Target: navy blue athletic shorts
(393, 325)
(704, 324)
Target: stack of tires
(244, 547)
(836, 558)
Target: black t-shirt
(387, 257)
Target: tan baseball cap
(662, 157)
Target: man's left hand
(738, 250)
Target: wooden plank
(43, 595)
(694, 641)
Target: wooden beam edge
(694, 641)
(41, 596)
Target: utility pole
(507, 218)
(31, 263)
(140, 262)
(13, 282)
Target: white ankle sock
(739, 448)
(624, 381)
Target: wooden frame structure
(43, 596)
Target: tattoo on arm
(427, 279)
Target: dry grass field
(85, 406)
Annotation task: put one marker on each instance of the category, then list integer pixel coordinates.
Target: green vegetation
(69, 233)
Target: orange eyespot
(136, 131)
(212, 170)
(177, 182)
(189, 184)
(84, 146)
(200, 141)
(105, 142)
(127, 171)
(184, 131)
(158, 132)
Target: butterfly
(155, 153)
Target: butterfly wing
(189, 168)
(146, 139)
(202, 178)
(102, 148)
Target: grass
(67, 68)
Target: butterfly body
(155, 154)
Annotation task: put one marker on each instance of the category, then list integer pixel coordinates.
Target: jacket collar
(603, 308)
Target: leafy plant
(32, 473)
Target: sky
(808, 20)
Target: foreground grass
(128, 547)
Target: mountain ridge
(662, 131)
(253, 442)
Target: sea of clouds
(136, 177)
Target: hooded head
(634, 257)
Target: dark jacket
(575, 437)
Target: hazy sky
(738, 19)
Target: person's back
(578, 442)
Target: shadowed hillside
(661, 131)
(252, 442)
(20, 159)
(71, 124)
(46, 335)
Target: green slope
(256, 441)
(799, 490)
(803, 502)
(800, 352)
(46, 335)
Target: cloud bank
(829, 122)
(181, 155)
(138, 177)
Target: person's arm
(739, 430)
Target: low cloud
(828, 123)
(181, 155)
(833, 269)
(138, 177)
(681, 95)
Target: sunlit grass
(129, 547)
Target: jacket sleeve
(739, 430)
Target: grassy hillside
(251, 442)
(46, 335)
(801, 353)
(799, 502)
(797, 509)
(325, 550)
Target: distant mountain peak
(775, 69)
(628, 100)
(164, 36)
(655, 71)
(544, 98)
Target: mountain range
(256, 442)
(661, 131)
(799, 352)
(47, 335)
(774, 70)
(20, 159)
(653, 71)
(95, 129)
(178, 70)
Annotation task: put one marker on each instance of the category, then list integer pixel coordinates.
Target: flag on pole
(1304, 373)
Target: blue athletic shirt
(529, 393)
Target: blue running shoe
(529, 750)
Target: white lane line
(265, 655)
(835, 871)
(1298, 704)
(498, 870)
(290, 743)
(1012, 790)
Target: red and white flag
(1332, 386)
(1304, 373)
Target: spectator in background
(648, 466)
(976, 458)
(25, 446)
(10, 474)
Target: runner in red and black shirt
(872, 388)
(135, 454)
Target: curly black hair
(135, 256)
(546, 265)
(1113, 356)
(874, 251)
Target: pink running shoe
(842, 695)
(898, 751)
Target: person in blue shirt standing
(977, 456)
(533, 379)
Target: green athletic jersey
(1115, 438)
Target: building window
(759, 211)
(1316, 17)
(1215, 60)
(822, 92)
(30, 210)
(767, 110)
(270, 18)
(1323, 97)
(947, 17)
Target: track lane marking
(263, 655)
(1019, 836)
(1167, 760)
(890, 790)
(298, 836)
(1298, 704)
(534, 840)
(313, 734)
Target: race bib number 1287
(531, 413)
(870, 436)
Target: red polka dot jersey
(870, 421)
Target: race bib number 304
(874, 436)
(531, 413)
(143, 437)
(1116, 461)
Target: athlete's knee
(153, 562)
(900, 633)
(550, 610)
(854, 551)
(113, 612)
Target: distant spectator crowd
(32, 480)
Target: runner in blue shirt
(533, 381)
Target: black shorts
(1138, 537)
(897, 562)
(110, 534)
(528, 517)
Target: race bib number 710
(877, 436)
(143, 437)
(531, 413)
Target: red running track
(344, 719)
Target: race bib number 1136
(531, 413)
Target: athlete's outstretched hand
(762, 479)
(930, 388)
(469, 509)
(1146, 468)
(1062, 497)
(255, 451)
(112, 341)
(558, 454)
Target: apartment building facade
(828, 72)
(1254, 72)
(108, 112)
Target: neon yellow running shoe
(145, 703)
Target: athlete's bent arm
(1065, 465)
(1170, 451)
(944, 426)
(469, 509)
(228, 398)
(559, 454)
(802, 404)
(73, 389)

GIVEN TASK: Rewrite the records above, replacing "Target" with "Label" everywhere it occurs and leaving every other word unchanged.

RESPONSE TO THE TASK:
Label: navy blue athletic shorts
(393, 325)
(704, 324)
Label: stack of tires
(244, 547)
(836, 558)
Label: black t-shirt
(387, 257)
Label: tan baseball cap
(662, 157)
Label: man's left hand
(738, 250)
Label: wooden plank
(43, 595)
(694, 641)
Label: wooden beam edge
(694, 641)
(41, 596)
Label: utility pole
(507, 218)
(31, 263)
(140, 262)
(13, 282)
Label: white ankle sock
(739, 448)
(624, 381)
Label: wooden frame structure
(43, 596)
Label: tattoo on arm
(427, 279)
Label: dry grass field
(85, 406)
Annotation task: put one marker on each instance of the category, then list integer pixel coordinates.
Label: green vegetation
(69, 233)
Label: orange eyespot
(136, 131)
(212, 170)
(177, 182)
(189, 184)
(84, 146)
(200, 141)
(105, 142)
(127, 171)
(184, 131)
(158, 132)
Label: butterfly
(155, 153)
Label: butterfly wing
(189, 168)
(146, 139)
(202, 178)
(102, 148)
Label: grass
(67, 68)
Label: butterfly body
(155, 154)
Annotation task: put one marker on each instance of the category, then list integer pixel coordinates.
Label: jacket collar
(603, 308)
Label: leafy plant
(32, 473)
Label: sky
(808, 20)
Label: foreground grass
(128, 547)
Label: mountain ridge
(662, 131)
(253, 442)
Label: sea of clouds
(136, 177)
Label: hooded head
(634, 257)
Label: dark jacket
(575, 437)
Label: hazy sky
(738, 19)
Label: person's back
(578, 442)
Label: shadowed hillside
(661, 131)
(252, 442)
(20, 159)
(71, 124)
(46, 335)
Label: green slope
(256, 441)
(799, 490)
(803, 502)
(800, 352)
(46, 335)
Label: cloud bank
(829, 122)
(181, 155)
(138, 177)
Label: person's arm
(739, 430)
Label: low cloud
(828, 123)
(181, 155)
(833, 269)
(138, 177)
(681, 95)
Label: sunlit grass
(129, 547)
Label: jacket sleeve
(739, 430)
Label: grassy hillside
(251, 442)
(46, 335)
(801, 353)
(799, 502)
(797, 509)
(325, 550)
Label: distant mountain peak
(775, 69)
(628, 100)
(164, 36)
(655, 71)
(544, 98)
Label: mountain range
(256, 442)
(661, 131)
(799, 352)
(47, 335)
(774, 70)
(20, 159)
(653, 71)
(95, 129)
(178, 70)
Annotation task: put one marker on each instance of the category, then list integer pixel coordinates.
Label: flag on pole
(1304, 373)
Label: blue athletic shirt
(529, 393)
Label: blue running shoe
(529, 750)
Label: white lane line
(265, 655)
(835, 871)
(1298, 704)
(498, 870)
(290, 743)
(1012, 790)
Label: red and white flag
(1332, 386)
(1304, 373)
Label: spectator in background
(648, 466)
(976, 458)
(25, 446)
(10, 474)
Label: runner in red and black shirt
(872, 388)
(135, 454)
Label: curly black hair
(135, 256)
(546, 265)
(1113, 356)
(874, 251)
Label: pink running shoe
(842, 695)
(898, 751)
Label: person in blue shirt standing
(977, 456)
(533, 379)
Label: green athletic jersey
(1115, 438)
Label: building window
(759, 211)
(1316, 17)
(1215, 60)
(822, 92)
(30, 210)
(767, 110)
(270, 18)
(1323, 97)
(947, 17)
Label: track lane marking
(263, 655)
(1019, 836)
(1167, 760)
(890, 790)
(298, 836)
(1298, 704)
(534, 840)
(313, 734)
Label: race bib number 1287
(531, 413)
(870, 436)
Label: red polka dot jersey
(870, 421)
Label: race bib number 304
(874, 436)
(531, 413)
(143, 437)
(1116, 461)
Label: athlete's knee
(153, 562)
(900, 633)
(550, 610)
(854, 551)
(113, 612)
Label: distant spectator crowd
(32, 480)
Label: runner in blue shirt
(533, 381)
Label: black shorts
(1138, 537)
(897, 562)
(110, 534)
(528, 517)
Label: race bib number 710
(877, 436)
(143, 437)
(531, 413)
Label: red running track
(344, 719)
Label: race bib number 1136
(531, 413)
Label: athlete's outstretched hand
(762, 479)
(930, 388)
(469, 509)
(1146, 468)
(1062, 497)
(255, 451)
(112, 341)
(558, 454)
Label: apartment building facade
(828, 72)
(1254, 72)
(108, 112)
Label: neon yellow running shoe
(145, 703)
Label: athlete's bent arm
(1065, 465)
(1170, 451)
(944, 426)
(469, 509)
(228, 398)
(559, 454)
(802, 404)
(73, 389)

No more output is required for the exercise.